Data under study Block Start
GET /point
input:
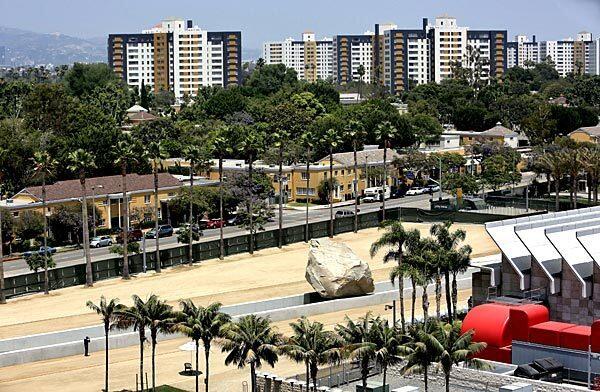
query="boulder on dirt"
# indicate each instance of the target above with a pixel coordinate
(334, 271)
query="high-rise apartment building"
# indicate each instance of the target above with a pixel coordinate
(311, 59)
(178, 56)
(419, 56)
(522, 52)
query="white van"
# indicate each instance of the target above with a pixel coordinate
(373, 194)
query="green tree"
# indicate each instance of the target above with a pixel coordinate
(108, 311)
(332, 139)
(156, 151)
(82, 161)
(202, 324)
(251, 341)
(127, 151)
(394, 240)
(313, 345)
(455, 347)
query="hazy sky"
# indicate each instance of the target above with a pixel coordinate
(277, 19)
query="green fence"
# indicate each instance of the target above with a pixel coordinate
(112, 267)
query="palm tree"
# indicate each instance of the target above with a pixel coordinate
(385, 133)
(251, 341)
(156, 151)
(314, 346)
(251, 144)
(160, 319)
(447, 241)
(455, 347)
(572, 163)
(3, 154)
(331, 139)
(199, 323)
(108, 311)
(394, 240)
(280, 138)
(356, 133)
(127, 151)
(82, 161)
(44, 164)
(136, 316)
(554, 164)
(359, 340)
(308, 141)
(386, 346)
(193, 154)
(420, 351)
(222, 147)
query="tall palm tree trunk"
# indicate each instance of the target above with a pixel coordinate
(556, 191)
(355, 187)
(250, 200)
(384, 180)
(253, 376)
(206, 365)
(330, 193)
(414, 300)
(125, 215)
(454, 295)
(142, 340)
(221, 240)
(191, 218)
(2, 296)
(438, 293)
(46, 283)
(89, 278)
(306, 229)
(154, 361)
(106, 331)
(156, 223)
(280, 234)
(449, 307)
(197, 366)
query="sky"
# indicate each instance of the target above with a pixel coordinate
(269, 20)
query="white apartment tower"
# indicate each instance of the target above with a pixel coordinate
(178, 56)
(311, 59)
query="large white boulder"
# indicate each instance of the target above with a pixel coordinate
(334, 270)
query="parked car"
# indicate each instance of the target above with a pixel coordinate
(134, 235)
(100, 241)
(48, 250)
(215, 224)
(163, 231)
(433, 188)
(233, 221)
(417, 190)
(343, 213)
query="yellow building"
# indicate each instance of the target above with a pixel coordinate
(586, 134)
(103, 192)
(295, 177)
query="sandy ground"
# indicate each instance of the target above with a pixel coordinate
(78, 373)
(242, 278)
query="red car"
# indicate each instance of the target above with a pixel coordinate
(215, 224)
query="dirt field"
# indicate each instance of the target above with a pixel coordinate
(78, 373)
(241, 278)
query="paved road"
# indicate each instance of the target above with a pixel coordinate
(291, 217)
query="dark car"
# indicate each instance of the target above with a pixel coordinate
(134, 235)
(48, 250)
(163, 231)
(215, 224)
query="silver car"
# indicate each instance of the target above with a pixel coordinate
(100, 241)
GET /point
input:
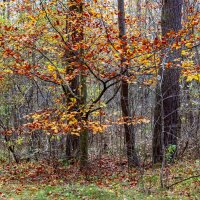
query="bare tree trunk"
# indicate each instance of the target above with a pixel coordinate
(128, 128)
(168, 94)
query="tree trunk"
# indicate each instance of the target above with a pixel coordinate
(168, 89)
(128, 129)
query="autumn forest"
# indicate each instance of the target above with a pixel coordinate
(99, 99)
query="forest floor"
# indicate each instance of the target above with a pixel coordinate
(105, 180)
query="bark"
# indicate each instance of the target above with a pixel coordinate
(168, 89)
(128, 128)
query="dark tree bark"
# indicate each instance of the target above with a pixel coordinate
(77, 146)
(128, 128)
(166, 116)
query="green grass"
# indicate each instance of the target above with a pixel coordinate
(109, 187)
(93, 192)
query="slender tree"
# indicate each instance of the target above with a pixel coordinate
(166, 113)
(128, 128)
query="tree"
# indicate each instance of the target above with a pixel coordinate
Data under study Block End
What you are asked to do ▸ Return every entry exactly, dropping the pictures.

Response box ▸
GET /point
input:
query="boulder on dirt"
# indicate each instance of the target above with a pixel coordinate
(334, 271)
query="high-rise apartment building"
# indicate each instance of the target above with a pixel coordinate
(311, 59)
(178, 56)
(419, 56)
(522, 52)
query="white van"
# indicate each instance of the target above with a pixel coordinate
(373, 194)
query="green tree"
# indicate each instance of the target above with a pixel coordinate
(108, 311)
(332, 139)
(156, 151)
(82, 161)
(202, 324)
(251, 341)
(127, 151)
(394, 240)
(313, 345)
(455, 347)
query="hazy sky"
# indicate each instance of the target above with a pixel coordinate
(277, 19)
query="green fence"
# indicate each instance of the target above with a pixel coordinate
(112, 267)
query="palm tree"
# indicate each instance of the target above with a pixel coordinate
(385, 133)
(251, 341)
(156, 151)
(314, 346)
(251, 144)
(160, 319)
(447, 241)
(455, 347)
(572, 163)
(3, 154)
(331, 139)
(199, 323)
(108, 311)
(394, 240)
(280, 138)
(356, 133)
(127, 151)
(82, 161)
(44, 164)
(136, 316)
(554, 164)
(359, 340)
(308, 141)
(386, 346)
(193, 154)
(420, 351)
(222, 147)
query="tall palm tree trunk"
# indicate each instance of the target above with a pixel coordinate
(556, 191)
(355, 187)
(250, 200)
(384, 180)
(253, 376)
(206, 365)
(330, 193)
(414, 300)
(125, 215)
(454, 295)
(142, 340)
(221, 240)
(191, 218)
(2, 296)
(438, 293)
(46, 283)
(89, 278)
(306, 229)
(154, 361)
(106, 331)
(156, 223)
(280, 234)
(449, 307)
(197, 366)
query="sky"
# indicate each instance of the target above with a pixel coordinate
(269, 20)
query="white apartment tower"
# indicate each instance of the target above with a pixel coordinate
(178, 56)
(311, 59)
query="large white boulder"
# indicate each instance of the target above with a pixel coordinate
(334, 270)
query="parked car"
# indicate each instance of the target above with a pixel coordinate
(134, 235)
(100, 241)
(48, 250)
(215, 224)
(163, 231)
(433, 188)
(233, 221)
(417, 190)
(343, 213)
query="yellow building"
# indicate each instance of the target above with a pixel coordinate
(586, 134)
(103, 192)
(295, 177)
query="sandy ground"
# indicate each instance of the target above with a pixel coordinate
(78, 373)
(242, 278)
query="red car"
# indicate each instance of the target above with a pixel coordinate
(215, 224)
query="dirt field"
# indicate each instance of the target above with a pixel coordinate
(78, 373)
(241, 278)
query="paved road"
# indicate each instance of the target above with a pixel coordinate
(291, 217)
query="dark car"
# indicate each instance of the target above with a pixel coordinate
(134, 235)
(48, 250)
(163, 231)
(215, 224)
query="silver car"
# indicate each instance of the target above with a pixel coordinate
(100, 241)
GET /point
input:
query="bare tree trunk"
# indicate each instance of the target above with a pixel coordinate
(128, 128)
(168, 94)
query="tree trunk"
# indicate each instance of the target above with a pixel coordinate
(168, 89)
(128, 129)
query="autumn forest"
# indicate each instance of the target above with a pixel coordinate
(99, 99)
query="forest floor"
# indicate each instance of the target above with a pixel coordinate
(105, 180)
query="bark"
# indicate each instance of the target above with a pixel coordinate
(168, 89)
(128, 128)
query="dark tree bark"
# indicate each instance of the target above with a pixel coordinate
(77, 146)
(128, 128)
(166, 116)
query="green grass"
# indicate each instance of the target above with a pixel coordinate
(109, 187)
(93, 192)
query="slender tree"
# indicate each instance of the target above with a pixel coordinate
(166, 113)
(128, 128)
query="tree"
# indicate each instance of the target above with a pixel coordinate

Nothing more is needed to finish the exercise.